• **TO DO**: Pick out each line of the records that includes the string "dark", and copy it.

• **EXTRACTED ENTRIES**:

§

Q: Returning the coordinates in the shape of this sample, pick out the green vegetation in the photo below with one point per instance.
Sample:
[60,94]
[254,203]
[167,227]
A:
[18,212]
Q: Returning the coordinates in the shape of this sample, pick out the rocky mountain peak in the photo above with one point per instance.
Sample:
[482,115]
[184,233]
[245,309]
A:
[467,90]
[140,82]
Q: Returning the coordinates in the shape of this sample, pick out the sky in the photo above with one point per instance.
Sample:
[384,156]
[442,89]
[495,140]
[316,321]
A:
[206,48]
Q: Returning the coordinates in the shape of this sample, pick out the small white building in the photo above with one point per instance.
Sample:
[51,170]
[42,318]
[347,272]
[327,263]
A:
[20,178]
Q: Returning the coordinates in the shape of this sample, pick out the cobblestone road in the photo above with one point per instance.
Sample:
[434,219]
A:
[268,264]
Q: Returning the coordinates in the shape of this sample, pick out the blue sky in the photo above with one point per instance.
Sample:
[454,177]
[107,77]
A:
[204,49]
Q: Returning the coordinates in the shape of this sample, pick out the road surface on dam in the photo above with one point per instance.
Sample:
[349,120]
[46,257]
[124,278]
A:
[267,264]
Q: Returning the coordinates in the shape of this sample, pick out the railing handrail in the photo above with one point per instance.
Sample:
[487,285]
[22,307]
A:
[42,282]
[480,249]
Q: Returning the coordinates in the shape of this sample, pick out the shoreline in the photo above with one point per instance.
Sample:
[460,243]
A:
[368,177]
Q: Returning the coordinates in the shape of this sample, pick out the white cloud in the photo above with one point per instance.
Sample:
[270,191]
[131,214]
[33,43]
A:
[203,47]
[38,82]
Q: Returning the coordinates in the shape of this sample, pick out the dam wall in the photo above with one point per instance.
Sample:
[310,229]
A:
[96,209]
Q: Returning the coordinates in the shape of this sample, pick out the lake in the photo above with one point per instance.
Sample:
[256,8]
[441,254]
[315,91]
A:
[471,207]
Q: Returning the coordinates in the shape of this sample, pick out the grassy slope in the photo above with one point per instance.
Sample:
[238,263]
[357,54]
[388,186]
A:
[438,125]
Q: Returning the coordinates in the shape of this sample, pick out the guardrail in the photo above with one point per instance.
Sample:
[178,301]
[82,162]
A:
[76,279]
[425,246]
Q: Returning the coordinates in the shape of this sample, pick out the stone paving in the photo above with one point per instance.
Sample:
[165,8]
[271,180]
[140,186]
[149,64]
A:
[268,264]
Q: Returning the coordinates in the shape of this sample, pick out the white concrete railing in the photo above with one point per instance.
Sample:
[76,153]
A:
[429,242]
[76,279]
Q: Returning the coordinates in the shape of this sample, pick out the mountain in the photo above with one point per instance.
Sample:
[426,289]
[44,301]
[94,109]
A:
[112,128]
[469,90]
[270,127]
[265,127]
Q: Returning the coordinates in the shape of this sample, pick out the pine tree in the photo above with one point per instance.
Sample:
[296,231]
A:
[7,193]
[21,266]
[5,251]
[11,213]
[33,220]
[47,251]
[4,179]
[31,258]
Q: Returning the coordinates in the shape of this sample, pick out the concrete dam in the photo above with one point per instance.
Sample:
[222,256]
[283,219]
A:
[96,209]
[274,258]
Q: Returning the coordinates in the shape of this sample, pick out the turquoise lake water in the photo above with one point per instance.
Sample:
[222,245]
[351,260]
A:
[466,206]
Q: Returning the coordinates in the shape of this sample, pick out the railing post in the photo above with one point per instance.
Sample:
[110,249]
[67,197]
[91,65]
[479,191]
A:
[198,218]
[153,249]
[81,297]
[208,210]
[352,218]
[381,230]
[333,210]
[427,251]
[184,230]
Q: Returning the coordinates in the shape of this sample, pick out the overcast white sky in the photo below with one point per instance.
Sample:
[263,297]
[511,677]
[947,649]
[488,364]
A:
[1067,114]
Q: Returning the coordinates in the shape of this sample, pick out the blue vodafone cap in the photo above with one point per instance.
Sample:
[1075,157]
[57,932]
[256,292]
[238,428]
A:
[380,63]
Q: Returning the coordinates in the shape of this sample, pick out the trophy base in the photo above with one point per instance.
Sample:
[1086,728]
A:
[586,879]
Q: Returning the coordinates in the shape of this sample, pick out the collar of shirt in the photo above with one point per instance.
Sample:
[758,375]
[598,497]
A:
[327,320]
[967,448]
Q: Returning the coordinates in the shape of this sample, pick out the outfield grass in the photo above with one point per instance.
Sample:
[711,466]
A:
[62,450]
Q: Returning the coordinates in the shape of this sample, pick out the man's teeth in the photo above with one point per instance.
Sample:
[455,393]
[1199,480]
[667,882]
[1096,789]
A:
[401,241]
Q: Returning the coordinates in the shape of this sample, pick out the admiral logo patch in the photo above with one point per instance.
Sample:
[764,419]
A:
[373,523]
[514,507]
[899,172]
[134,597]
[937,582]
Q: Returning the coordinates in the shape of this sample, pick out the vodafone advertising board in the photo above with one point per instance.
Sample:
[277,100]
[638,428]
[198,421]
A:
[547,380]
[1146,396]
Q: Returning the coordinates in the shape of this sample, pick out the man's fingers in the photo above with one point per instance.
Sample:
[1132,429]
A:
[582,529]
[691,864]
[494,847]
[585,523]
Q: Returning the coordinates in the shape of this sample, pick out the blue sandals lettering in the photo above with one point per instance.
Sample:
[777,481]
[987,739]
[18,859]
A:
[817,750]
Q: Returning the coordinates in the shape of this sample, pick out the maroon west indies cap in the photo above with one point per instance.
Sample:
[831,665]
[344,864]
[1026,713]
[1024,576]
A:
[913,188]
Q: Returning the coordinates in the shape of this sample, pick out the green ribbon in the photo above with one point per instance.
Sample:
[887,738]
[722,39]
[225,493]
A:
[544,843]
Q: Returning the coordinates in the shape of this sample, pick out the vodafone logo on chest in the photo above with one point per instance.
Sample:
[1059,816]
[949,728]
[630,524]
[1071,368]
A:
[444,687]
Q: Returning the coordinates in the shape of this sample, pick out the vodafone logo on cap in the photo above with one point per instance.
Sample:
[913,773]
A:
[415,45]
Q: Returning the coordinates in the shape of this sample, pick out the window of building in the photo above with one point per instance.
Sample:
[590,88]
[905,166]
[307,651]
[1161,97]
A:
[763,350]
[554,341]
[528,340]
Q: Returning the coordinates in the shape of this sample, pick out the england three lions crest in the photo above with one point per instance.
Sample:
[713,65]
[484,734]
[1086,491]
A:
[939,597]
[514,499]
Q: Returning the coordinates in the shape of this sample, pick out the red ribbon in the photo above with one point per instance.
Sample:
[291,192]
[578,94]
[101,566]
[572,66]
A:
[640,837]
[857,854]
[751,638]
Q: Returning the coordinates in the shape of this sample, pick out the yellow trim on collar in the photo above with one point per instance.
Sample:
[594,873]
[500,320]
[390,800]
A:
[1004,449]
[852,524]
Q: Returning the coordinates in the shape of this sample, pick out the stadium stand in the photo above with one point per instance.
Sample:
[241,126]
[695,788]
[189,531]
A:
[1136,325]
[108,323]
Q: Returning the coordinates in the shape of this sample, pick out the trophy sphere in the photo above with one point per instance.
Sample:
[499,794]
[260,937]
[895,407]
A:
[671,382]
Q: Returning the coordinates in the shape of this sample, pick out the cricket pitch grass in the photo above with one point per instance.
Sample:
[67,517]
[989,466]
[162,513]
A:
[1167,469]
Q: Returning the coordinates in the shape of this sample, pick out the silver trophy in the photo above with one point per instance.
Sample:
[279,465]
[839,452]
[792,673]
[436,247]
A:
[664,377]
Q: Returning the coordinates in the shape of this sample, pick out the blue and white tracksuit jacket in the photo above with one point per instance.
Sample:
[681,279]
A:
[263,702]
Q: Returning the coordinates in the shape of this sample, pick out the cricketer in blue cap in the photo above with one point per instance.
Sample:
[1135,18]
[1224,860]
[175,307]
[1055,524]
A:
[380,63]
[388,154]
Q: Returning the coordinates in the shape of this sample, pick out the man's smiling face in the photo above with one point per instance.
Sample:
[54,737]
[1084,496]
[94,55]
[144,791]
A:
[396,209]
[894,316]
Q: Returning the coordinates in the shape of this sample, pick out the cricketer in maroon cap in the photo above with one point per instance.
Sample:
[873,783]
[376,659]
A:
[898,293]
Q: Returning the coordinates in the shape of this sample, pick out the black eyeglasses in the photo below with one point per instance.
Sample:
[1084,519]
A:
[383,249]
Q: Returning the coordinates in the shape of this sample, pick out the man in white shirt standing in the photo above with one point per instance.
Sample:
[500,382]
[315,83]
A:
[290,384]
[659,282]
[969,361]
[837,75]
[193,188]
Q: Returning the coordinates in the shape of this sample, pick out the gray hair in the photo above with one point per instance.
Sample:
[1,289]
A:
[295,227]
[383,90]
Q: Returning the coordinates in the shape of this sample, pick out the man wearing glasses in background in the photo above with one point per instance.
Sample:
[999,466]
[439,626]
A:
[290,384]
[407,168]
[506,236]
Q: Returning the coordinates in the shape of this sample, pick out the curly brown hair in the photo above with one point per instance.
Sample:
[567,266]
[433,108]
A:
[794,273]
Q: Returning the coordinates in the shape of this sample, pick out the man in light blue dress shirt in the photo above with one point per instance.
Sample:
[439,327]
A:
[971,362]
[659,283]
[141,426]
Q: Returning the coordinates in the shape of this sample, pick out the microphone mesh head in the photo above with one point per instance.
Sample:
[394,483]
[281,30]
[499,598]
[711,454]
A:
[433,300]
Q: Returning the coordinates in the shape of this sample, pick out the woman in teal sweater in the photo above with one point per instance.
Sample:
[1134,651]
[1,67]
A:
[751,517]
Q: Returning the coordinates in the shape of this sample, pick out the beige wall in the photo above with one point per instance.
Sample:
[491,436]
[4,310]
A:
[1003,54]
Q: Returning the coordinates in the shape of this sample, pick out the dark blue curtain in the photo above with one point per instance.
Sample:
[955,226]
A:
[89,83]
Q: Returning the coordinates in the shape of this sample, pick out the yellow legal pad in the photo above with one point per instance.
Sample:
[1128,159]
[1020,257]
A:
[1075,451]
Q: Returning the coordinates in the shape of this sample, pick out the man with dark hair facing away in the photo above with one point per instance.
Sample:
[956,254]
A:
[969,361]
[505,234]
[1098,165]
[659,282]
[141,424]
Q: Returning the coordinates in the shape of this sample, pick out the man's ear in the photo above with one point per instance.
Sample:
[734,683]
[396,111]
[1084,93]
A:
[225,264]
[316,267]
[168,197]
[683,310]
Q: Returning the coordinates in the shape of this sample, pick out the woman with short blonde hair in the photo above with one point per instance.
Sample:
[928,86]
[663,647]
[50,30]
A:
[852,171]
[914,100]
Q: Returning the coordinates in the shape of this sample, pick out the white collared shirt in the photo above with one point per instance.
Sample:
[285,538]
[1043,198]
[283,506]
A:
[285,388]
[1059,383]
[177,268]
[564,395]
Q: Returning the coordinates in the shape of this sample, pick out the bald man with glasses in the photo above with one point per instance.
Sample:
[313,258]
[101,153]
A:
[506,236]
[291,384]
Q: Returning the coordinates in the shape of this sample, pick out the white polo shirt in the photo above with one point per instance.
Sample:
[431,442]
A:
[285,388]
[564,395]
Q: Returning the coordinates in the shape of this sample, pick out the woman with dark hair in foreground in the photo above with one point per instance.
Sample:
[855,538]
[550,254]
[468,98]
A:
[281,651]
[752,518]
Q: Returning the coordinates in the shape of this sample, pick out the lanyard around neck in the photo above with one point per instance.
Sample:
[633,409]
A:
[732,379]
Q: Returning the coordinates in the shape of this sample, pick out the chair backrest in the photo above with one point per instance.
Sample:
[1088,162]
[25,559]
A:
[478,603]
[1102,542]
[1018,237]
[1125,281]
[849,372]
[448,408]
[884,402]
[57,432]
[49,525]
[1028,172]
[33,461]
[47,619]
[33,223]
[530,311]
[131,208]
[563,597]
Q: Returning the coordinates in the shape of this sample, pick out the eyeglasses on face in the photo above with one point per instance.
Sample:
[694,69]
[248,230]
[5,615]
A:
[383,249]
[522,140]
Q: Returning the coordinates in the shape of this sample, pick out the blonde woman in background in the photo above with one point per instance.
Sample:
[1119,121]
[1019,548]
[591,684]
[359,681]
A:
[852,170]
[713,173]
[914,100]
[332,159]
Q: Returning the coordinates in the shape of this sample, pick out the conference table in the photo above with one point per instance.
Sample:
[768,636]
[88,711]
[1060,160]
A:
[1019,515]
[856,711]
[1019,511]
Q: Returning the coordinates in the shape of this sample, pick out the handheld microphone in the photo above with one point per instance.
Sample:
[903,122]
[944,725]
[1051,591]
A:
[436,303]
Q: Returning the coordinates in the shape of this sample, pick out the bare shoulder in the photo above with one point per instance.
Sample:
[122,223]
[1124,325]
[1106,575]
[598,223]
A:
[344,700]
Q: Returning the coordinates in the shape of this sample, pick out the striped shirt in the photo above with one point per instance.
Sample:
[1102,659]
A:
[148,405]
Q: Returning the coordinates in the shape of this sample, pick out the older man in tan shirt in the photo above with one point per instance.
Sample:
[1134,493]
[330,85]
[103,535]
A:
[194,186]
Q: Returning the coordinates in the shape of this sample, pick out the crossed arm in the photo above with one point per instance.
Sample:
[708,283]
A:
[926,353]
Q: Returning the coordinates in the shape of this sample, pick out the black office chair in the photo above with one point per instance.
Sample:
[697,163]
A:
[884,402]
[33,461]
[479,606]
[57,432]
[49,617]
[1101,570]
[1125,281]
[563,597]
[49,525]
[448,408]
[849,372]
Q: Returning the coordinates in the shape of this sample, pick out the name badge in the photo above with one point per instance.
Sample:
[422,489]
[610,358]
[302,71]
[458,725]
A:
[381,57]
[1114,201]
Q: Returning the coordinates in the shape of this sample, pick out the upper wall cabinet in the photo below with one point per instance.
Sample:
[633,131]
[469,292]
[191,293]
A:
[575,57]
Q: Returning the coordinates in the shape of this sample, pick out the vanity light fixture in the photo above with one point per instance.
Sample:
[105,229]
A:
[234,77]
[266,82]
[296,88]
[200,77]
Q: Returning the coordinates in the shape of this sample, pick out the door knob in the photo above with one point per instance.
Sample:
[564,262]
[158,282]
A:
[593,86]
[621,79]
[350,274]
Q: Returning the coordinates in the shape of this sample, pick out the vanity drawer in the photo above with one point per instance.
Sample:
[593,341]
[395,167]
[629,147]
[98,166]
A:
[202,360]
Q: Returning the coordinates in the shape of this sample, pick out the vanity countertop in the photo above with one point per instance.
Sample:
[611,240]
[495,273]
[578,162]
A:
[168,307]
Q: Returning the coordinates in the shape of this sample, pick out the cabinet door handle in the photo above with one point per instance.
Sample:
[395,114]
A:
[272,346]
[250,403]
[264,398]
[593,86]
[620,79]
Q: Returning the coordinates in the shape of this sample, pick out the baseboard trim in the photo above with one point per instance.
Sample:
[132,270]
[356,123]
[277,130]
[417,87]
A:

§

• **EXPECTED OUTPUT**:
Q: Returning the coordinates in the shape of this sample, pick out the dark blue curtain in the photo above with one point per instance.
Q: Returning the coordinates in the shape of this sample, pick out the man with dark hair facing away in the photo above with one point per instance.
Q: Returning the coordinates in the shape of this sample, pick out the woman with dark hair in foreground in the photo above with one point per instance.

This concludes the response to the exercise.